- **SELECTED TEXT**

+ + + +

What is this creature anyway?

Teruo Ikeda -- Minato Machi Shigure (港町しぐれ)


Out of all the new releases I bothered to listen to and eventually taking a liking to, Teruo Ikeda's (池田輝郎) "Minato Machi Shigure" is the only one I've yet to see on TV. I've already seen and heard Mae-Kiyo's "Hanabi" (花美~はなび~), written by Maekawa Jr., 4 times, Takashi Hosokawa's (細川たかし) 40th anniversary song "Enka Bune" (艶歌船) 4 times as well and it'll soon become 5 when I see the guy again on "Nodojiman" this Sunday, Ichiro Toba's (鳥羽一郎) menacing "Hida no Ryu" (飛騨の龍) twice, just to name a few. No sign of "Minato Machi Shigure" anywhere, which I find really disappointing... Hmm, now that I think of I hardly see Ike-Teru on TV. Oh well, what can I do?

+ + + +

- **EXERCISE INSTRUCTIONS**
A: Reproduce the part of the post on new enka releases starting at "What is this" and ending at "what can I do?".
B: List every song title named in the post on new enka releases.
The records come from a different source than the post.

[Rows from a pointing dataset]

+ + + +

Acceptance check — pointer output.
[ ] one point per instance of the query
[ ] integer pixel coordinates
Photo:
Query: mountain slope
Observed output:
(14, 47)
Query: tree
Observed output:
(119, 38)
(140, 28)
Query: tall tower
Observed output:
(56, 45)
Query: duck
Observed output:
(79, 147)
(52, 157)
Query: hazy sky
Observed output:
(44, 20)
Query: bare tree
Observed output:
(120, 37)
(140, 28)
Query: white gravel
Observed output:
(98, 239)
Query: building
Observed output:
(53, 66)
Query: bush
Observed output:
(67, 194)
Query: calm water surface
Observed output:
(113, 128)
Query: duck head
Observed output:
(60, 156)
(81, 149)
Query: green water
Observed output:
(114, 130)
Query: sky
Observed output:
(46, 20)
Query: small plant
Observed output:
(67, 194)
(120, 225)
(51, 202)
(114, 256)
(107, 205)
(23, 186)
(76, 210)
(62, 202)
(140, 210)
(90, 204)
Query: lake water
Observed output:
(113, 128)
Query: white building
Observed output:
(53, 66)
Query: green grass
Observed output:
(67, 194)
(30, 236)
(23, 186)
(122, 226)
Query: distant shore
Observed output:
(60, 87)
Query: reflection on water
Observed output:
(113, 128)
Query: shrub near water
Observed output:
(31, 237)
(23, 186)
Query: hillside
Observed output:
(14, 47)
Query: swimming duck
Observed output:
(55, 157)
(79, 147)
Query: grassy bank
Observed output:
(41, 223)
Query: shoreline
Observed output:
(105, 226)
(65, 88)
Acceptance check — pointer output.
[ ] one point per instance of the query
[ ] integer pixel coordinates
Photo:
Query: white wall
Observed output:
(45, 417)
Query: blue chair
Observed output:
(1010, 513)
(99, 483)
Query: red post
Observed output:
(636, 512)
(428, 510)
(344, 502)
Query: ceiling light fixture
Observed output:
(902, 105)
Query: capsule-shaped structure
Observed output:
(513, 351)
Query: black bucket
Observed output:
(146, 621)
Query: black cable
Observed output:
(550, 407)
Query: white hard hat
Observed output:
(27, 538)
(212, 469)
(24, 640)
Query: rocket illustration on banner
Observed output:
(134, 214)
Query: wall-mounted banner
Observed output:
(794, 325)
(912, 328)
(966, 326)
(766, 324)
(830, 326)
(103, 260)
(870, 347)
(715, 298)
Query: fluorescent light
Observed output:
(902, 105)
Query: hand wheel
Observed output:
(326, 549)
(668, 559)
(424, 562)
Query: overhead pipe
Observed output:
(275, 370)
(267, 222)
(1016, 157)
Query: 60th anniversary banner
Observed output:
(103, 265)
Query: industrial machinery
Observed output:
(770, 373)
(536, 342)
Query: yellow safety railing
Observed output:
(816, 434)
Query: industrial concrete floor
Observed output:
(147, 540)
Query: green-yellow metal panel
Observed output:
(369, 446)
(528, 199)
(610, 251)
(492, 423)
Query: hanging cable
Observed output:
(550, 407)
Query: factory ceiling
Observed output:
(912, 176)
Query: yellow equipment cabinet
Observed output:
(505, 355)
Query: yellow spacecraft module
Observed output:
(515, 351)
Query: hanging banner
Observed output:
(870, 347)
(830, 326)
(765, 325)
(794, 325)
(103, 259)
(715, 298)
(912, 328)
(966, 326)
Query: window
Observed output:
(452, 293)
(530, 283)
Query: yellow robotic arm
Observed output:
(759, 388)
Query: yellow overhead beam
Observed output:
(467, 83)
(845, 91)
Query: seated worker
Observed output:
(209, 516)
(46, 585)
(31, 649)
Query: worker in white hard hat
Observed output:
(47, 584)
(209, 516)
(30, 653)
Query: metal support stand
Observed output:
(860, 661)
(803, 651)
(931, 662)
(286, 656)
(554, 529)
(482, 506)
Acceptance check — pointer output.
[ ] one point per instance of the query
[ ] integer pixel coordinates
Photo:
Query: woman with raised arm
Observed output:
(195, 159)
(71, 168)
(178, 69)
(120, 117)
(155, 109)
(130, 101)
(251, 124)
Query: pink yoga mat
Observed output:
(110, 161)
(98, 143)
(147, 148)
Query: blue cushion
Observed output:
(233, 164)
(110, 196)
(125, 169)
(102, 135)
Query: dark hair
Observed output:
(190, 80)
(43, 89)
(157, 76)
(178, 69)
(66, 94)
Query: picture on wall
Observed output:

+ + + +

- **FINAL RESULTS**
A:
What is this creature anyway?

Teruo Ikeda -- Minato Machi Shigure (港町しぐれ)


Out of all the new releases I bothered to listen to and eventually taking a liking to, Teruo Ikeda's (池田輝郎) "Minato Machi Shigure" is the only one I've yet to see on TV. I've already seen and heard Mae-Kiyo's "Hanabi" (花美~はなび~), written by Maekawa Jr., 4 times, Takashi Hosokawa's (細川たかし) 40th anniversary song "Enka Bune" (艶歌船) 4 times as well and it'll soon become 5 when I see the guy again on "Nodojiman" this Sunday, Ichiro Toba's (鳥羽一郎) menacing "Hida no Ryu" (飛騨の龍) twice, just to name a few. No sign of "Minato Machi Shigure" anywhere, which I find really disappointing... Hmm, now that I think of I hardly see Ike-Teru on TV. Oh well, what can I do?

B:
- "Minato Machi Shigure"
- "Hanabi"
- "Enka Bune"
- "Hida no Ryu"